REQUIREMENT
Arrange the lines below as a Markdown table with the columns Row and Line, numbering each line and skipping blank lines. Leave the pictures out of the table.

TASK DATA
════
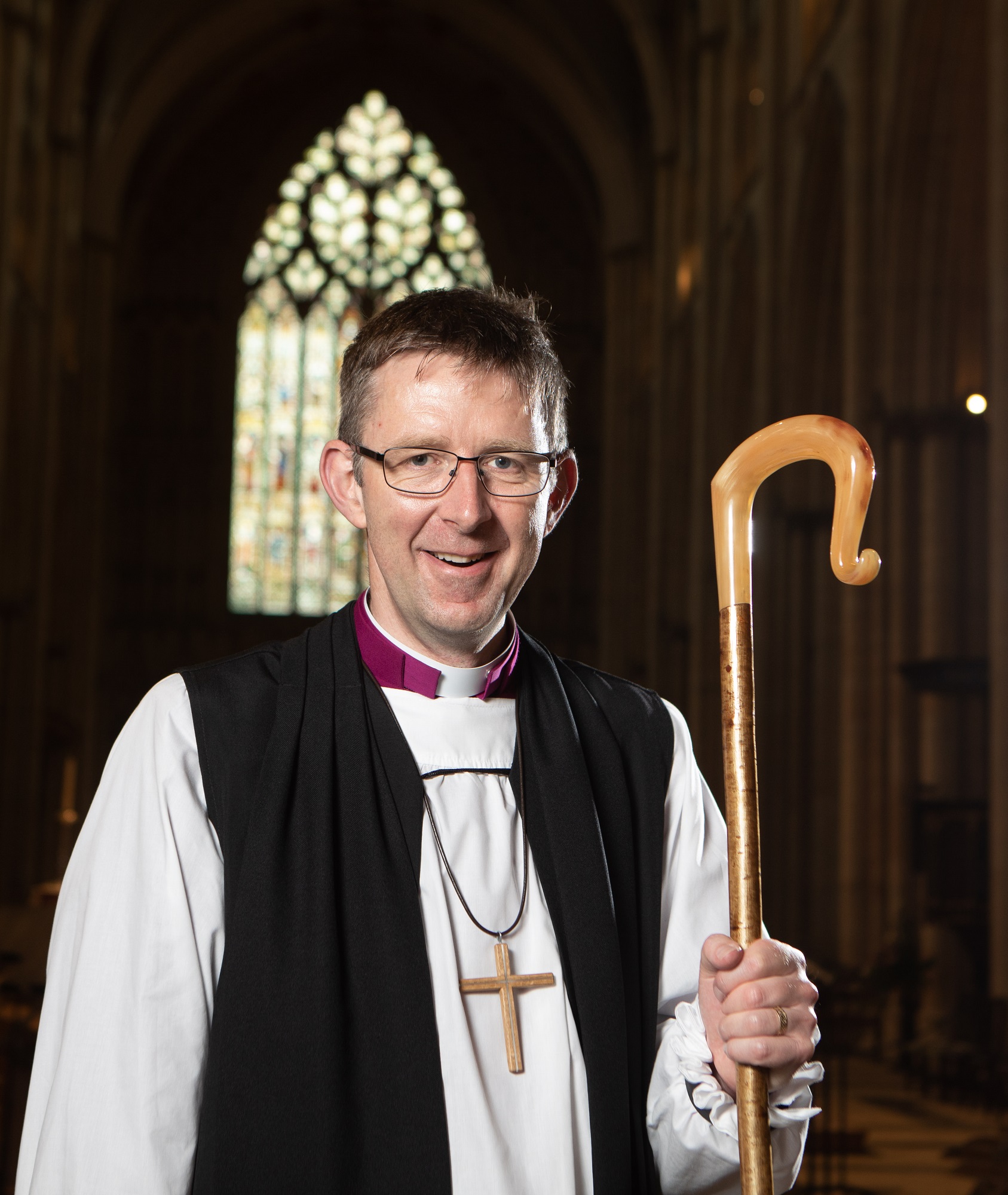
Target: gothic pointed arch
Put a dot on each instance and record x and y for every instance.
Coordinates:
(369, 216)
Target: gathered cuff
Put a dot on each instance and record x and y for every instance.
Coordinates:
(790, 1105)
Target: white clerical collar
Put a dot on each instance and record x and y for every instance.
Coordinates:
(453, 682)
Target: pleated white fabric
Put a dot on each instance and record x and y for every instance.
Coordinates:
(137, 943)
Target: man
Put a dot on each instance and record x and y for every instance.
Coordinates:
(408, 903)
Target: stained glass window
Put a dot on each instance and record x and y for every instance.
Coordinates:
(368, 216)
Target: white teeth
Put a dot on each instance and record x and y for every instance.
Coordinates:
(458, 560)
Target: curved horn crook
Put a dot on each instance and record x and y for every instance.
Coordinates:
(735, 486)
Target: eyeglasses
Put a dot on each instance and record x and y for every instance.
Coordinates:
(505, 475)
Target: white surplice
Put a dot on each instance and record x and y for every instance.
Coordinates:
(139, 939)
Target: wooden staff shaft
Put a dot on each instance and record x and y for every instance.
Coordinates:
(742, 813)
(733, 491)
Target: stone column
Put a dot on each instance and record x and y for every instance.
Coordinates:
(998, 414)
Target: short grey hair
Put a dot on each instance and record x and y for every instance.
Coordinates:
(486, 330)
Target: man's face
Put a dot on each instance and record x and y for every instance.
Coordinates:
(447, 567)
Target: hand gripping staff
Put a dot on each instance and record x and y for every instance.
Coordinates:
(804, 438)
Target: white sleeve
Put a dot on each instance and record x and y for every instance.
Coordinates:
(698, 1151)
(134, 960)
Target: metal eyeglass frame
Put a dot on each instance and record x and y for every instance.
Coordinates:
(551, 461)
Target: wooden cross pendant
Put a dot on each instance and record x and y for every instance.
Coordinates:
(505, 984)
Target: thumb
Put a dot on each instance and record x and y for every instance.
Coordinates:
(721, 953)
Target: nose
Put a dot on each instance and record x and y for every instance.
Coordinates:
(464, 502)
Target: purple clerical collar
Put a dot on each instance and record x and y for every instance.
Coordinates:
(394, 666)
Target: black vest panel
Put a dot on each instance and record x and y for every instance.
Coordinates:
(324, 1073)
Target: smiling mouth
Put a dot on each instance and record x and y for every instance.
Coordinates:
(460, 562)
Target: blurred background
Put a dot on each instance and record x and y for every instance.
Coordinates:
(736, 211)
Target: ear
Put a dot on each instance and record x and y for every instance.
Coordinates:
(564, 486)
(336, 470)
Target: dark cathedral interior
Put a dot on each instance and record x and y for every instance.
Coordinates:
(735, 212)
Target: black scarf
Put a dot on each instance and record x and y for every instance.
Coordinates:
(324, 1073)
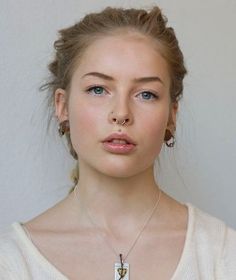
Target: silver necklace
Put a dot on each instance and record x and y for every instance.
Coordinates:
(122, 268)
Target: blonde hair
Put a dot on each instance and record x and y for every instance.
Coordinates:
(74, 40)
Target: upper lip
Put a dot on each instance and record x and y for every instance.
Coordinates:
(121, 136)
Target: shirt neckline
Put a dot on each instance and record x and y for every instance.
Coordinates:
(50, 267)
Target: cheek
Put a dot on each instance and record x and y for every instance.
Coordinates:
(154, 131)
(84, 124)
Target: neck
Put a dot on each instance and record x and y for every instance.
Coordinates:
(114, 202)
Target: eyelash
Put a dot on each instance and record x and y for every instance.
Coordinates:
(154, 96)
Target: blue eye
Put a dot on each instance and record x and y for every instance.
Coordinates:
(96, 90)
(147, 94)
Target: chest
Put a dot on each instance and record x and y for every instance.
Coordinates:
(86, 258)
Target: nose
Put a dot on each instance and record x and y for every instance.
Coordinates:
(121, 114)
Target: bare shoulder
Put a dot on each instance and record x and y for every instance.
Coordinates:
(52, 220)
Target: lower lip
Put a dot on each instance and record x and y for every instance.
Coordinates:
(118, 148)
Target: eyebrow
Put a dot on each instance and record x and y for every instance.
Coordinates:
(136, 80)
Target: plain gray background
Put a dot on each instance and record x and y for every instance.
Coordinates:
(35, 165)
════
WRITTEN ANSWER
| Row | Line |
|---|---|
| 1 | Target: gothic pointed arch |
| 2 | Put a dot on each instance and record x and y for every instance. |
| 3 | Coordinates: |
| 4 | (369, 216) |
| 5 | Target: gathered cuff |
| 6 | Put a dot on each instance and record x and y for every instance. |
| 7 | Coordinates: |
| 8 | (790, 1105) |
| 9 | Target: white clerical collar |
| 10 | Put a dot on each instance and record x and y for every instance. |
| 11 | Coordinates: |
| 12 | (453, 682) |
| 13 | Target: pleated white fabric |
| 14 | Put a dot on each instance and record x and y for every instance. |
| 15 | Coordinates: |
| 16 | (137, 943) |
| 17 | Target: man |
| 18 | Put a dot on each instance and record x and y for every instance. |
| 19 | Coordinates: |
| 20 | (408, 903) |
| 21 | Target: stained glass window |
| 22 | Put a dot on each instance and record x and y for every instance. |
| 23 | Coordinates: |
| 24 | (368, 216) |
| 25 | Target: white teeth |
| 26 | Put a dot on each instance and record x and y for every instance. |
| 27 | Coordinates: |
| 28 | (458, 560) |
| 29 | Target: curved horn crook |
| 30 | Put a dot on each instance and record x and y for every instance. |
| 31 | Coordinates: |
| 32 | (735, 486) |
| 33 | Target: eyeglasses |
| 34 | Put a dot on each instance and record x and y for every instance. |
| 35 | Coordinates: |
| 36 | (505, 475) |
| 37 | Target: white surplice |
| 38 | Put a dot on each instance and record x and y for every instance. |
| 39 | Coordinates: |
| 40 | (139, 939) |
| 41 | Target: wooden staff shaft |
| 42 | Put a dot on each instance and record x and y for every instance. |
| 43 | Coordinates: |
| 44 | (742, 813) |
| 45 | (733, 491) |
| 46 | Target: stone column |
| 47 | Put a dot on each instance and record x and y for every instance. |
| 48 | Coordinates: |
| 49 | (998, 414) |
| 50 | Target: short grey hair |
| 51 | Put a dot on each instance and record x and y for every instance. |
| 52 | Coordinates: |
| 53 | (486, 330) |
| 54 | Target: man's face |
| 55 | Put a dot on each instance and record x and y for every instance. |
| 56 | Coordinates: |
| 57 | (447, 567) |
| 58 | Target: hand gripping staff |
| 59 | Put a dot on each instance and record x and y for every instance. |
| 60 | Coordinates: |
| 61 | (804, 438) |
| 62 | Target: white sleeve |
| 63 | Put a dot on each instance and record x and y for every instance. |
| 64 | Coordinates: |
| 65 | (698, 1151) |
| 66 | (134, 960) |
| 67 | Target: metal eyeglass frame |
| 68 | Put a dot on each instance and record x and y for every instance. |
| 69 | Coordinates: |
| 70 | (551, 461) |
| 71 | Target: wooden cross pendant |
| 72 | Put a dot on each instance and record x and y for every instance. |
| 73 | Coordinates: |
| 74 | (505, 984) |
| 75 | Target: thumb |
| 76 | Put a dot on each instance and record x and y for every instance. |
| 77 | Coordinates: |
| 78 | (721, 953) |
| 79 | Target: nose |
| 80 | Put a dot on each instance and record x and y for every instance. |
| 81 | Coordinates: |
| 82 | (464, 502) |
| 83 | Target: purple clerical collar |
| 84 | Put a dot on each instance and record x and y for every instance. |
| 85 | Coordinates: |
| 86 | (394, 666) |
| 87 | Target: black vest panel |
| 88 | Put a dot on each instance and record x and y for every instance. |
| 89 | Coordinates: |
| 90 | (324, 1073) |
| 91 | Target: smiling mouth |
| 92 | Put a dot on each instance and record x and y for every instance. |
| 93 | Coordinates: |
| 94 | (460, 562) |
| 95 | Target: blurred background |
| 96 | Put a dot on each instance and record x and y for every instance. |
| 97 | Coordinates: |
| 98 | (736, 211) |
| 99 | Target: ear |
| 100 | Put a dot on each instance and record x and y for every instance. |
| 101 | Coordinates: |
| 102 | (564, 486) |
| 103 | (336, 470) |
| 104 | Target: dark cathedral interior |
| 105 | Put a dot on each instance and record x and y for every instance. |
| 106 | Coordinates: |
| 107 | (735, 212) |
| 108 | Target: black scarf |
| 109 | Put a dot on each instance and record x and y for every instance. |
| 110 | Coordinates: |
| 111 | (324, 1073) |
| 112 | Target: silver necklace |
| 113 | Put a dot on each instance and record x and y for every instance. |
| 114 | Coordinates: |
| 115 | (122, 268) |
| 116 | Target: blonde hair |
| 117 | Put a dot on each instance and record x and y for every instance. |
| 118 | Coordinates: |
| 119 | (74, 40) |
| 120 | Target: upper lip |
| 121 | Put a dot on each instance and record x and y for every instance. |
| 122 | Coordinates: |
| 123 | (121, 136) |
| 124 | Target: shirt neckline |
| 125 | Put a dot on each instance and record x and y for every instance. |
| 126 | Coordinates: |
| 127 | (50, 267) |
| 128 | Target: cheek |
| 129 | Put a dot on each instance and record x and y for every instance. |
| 130 | Coordinates: |
| 131 | (154, 131) |
| 132 | (84, 124) |
| 133 | Target: neck |
| 134 | Put a dot on each instance and record x and y for every instance. |
| 135 | Coordinates: |
| 136 | (114, 202) |
| 137 | Target: eyelash |
| 138 | Put a dot on each instance and record x and y for every instance. |
| 139 | Coordinates: |
| 140 | (154, 96) |
| 141 | Target: blue eye |
| 142 | Put a dot on each instance and record x and y for every instance. |
| 143 | Coordinates: |
| 144 | (96, 90) |
| 145 | (147, 94) |
| 146 | Target: chest |
| 147 | Put a dot on each instance and record x and y for every instance. |
| 148 | Coordinates: |
| 149 | (86, 258) |
| 150 | Target: nose |
| 151 | Put a dot on each instance and record x and y for every instance. |
| 152 | Coordinates: |
| 153 | (121, 114) |
| 154 | Target: bare shoulder |
| 155 | Put a dot on each instance and record x and y for every instance. |
| 156 | Coordinates: |
| 157 | (52, 220) |
| 158 | Target: lower lip |
| 159 | Put a dot on each instance and record x and y for every instance. |
| 160 | Coordinates: |
| 161 | (118, 148) |
| 162 | Target: eyebrow |
| 163 | Put a dot on each instance and record x and y for every instance. |
| 164 | Coordinates: |
| 165 | (136, 80) |
| 166 | Target: plain gray background |
| 167 | Put a dot on each instance and record x and y for every instance. |
| 168 | Coordinates: |
| 169 | (35, 165) |